***** Supplied text
Now look at the article itself:

Note the distortions:

1. The title focuses on the email “hacking” and calls it an “incident.”  — trivializing the affair and placing a misleading emphasis on the outing rather than on the scientific crimes revealed.

2. The article doesn´t mention that there is good evidence to show that the emails were outed because of stonewalling of a freedom of information act (foia) request (correction: foia requests) that no  personal messages were taken, and that the emails and data were originally sent to media outlets like the BBC, which refused to publish them.

In other words, this was clearly a responsible attempt at whistle-blowing not a malicious hack.

3. The scientists who committed the wrong-doing are quoted extensively, while scores of independent scientists who have criticized the research manipulation are not quoted.

4. The wrong-doers and the comments from media sources and experts who support climate change are given far more prominence than the actual substance of wrong-doing.

5. The main critics quoted are people whom the culpable scientists had previously tried to trash. This makes it look as if the only people objecting to the cooking of data are people who were in personal conflict with the data-cookers anyway. It becomes a question of “he said, she said.”

6. Lengthy exculpatory statements by the guilty scientists are prominent. Testimony of scores of disinterested scientists and journalists who have reacted negatively to the revelations have been ignored.

Climate-Gate: Summary

I found this excellent summary posted by a contributor to the New York Times blog of the evidence of manipulation of data in the outed emails:

• Phil Jones writes to University of Hull to try to stop sceptic Sonia Boehmer Christiansen using her Hull affiliation. Graham F Haughton of Hull University says its easier to push greenery there now SB-C has retired.(1256765544)

• Michael Mann discusses how to destroy a journal that has published sceptic papers.(1047388489)

• Tim Osborn discusses how data are truncated to stop an apparent cooling trend showing up in the results (0939154709).

Analysis of impact here. Wow!

• Phil Jones describes the death of sceptic, John Daly, as “cheering news“.
• Phil Jones encourages colleagues to delete information subject to FoI request.(1212063122)
**********
- _Task details_
Continue the Climate-Gate commentary from where it stops.
***** Records shown
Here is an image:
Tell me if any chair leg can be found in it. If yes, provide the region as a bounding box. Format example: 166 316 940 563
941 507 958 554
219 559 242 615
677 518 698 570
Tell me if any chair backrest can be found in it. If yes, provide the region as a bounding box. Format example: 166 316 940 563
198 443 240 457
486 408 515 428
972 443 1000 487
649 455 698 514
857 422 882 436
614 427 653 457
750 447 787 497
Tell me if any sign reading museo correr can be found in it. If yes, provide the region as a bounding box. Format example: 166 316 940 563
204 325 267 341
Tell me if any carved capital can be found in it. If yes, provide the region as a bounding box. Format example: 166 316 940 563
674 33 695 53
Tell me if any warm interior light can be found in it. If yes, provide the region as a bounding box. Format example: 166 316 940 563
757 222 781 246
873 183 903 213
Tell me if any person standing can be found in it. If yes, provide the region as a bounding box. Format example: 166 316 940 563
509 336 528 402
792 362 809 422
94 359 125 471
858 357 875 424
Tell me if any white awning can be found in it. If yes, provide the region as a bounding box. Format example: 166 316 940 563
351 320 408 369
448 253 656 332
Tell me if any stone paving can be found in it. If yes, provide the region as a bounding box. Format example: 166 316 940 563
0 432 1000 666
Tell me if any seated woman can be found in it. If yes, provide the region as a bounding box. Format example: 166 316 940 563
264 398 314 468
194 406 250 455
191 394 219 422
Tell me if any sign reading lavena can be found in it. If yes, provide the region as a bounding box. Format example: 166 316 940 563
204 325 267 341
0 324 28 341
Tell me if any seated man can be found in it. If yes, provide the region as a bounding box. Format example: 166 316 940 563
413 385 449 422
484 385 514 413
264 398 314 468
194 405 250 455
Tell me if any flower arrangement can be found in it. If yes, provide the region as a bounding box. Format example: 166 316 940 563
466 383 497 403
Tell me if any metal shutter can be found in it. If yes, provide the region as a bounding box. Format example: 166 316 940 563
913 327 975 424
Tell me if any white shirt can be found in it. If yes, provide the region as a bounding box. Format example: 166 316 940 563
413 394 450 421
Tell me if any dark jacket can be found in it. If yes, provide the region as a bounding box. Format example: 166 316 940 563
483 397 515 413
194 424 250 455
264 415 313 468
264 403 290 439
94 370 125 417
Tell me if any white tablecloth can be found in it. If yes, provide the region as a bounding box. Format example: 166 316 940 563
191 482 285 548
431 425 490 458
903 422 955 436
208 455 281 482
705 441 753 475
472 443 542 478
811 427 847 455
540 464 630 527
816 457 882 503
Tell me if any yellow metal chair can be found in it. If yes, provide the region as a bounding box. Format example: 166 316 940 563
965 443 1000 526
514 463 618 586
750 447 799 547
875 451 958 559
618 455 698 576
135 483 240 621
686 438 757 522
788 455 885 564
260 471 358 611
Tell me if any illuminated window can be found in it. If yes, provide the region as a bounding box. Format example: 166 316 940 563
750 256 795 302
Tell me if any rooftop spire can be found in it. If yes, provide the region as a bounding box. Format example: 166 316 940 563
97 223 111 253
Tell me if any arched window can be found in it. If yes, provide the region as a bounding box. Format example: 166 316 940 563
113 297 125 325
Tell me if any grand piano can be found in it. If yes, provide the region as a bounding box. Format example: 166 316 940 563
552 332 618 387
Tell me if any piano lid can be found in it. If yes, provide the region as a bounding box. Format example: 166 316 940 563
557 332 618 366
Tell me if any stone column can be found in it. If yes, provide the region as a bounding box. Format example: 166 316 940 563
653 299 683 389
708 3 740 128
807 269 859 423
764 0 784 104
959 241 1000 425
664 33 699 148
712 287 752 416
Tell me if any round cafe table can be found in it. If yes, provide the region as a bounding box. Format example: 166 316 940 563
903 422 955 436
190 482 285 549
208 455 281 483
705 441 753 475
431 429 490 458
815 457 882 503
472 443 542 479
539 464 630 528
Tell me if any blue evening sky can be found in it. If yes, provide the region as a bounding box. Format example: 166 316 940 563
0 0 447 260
**********
- _Expected output_
• Phil Jones says he has use Mann’s “Nature trick of adding in the real temps to each series “…to hide the decline”. Real Climate says “hiding” was an unfortunate turn of phrase.(0942777075)

• Letter to The Times from climate scientists was drafted with the help of Greenpeace.(0872202064)

• Mann thinks he will contact BBC’s Richard Black to find out why another BBC journalist was allowed to publish a vaguely sceptical article.(1255352257)

• Kevin Trenberth says they can’t account for the lack of recent warming and that it is a travesty that they can’t.(1255352257)

• Tom Wigley says that Lindzen and Choi’s paper is crap.(1257532857)

• Tom Wigley says that von Storch is partly to blame for sceptic papers getting published at Climate Research. Says he encourages the publication of crap science. Says they should tell publisher that the journal is being used for misinformation. Says that whether this is true or not doesn’t matter. Says they need to get editorial board to resign. Says they need to get rid of von Storch too. (1051190249)

• Ben Santer says (presumably jokingly!) he’s “tempted, very tempted, to beat the crap” out of sceptic Pat Michaels. (1255100876)

• Mann tells Jones that it would be nice to ‘”contain” the putative Medieval Warm Period’. (1054736277)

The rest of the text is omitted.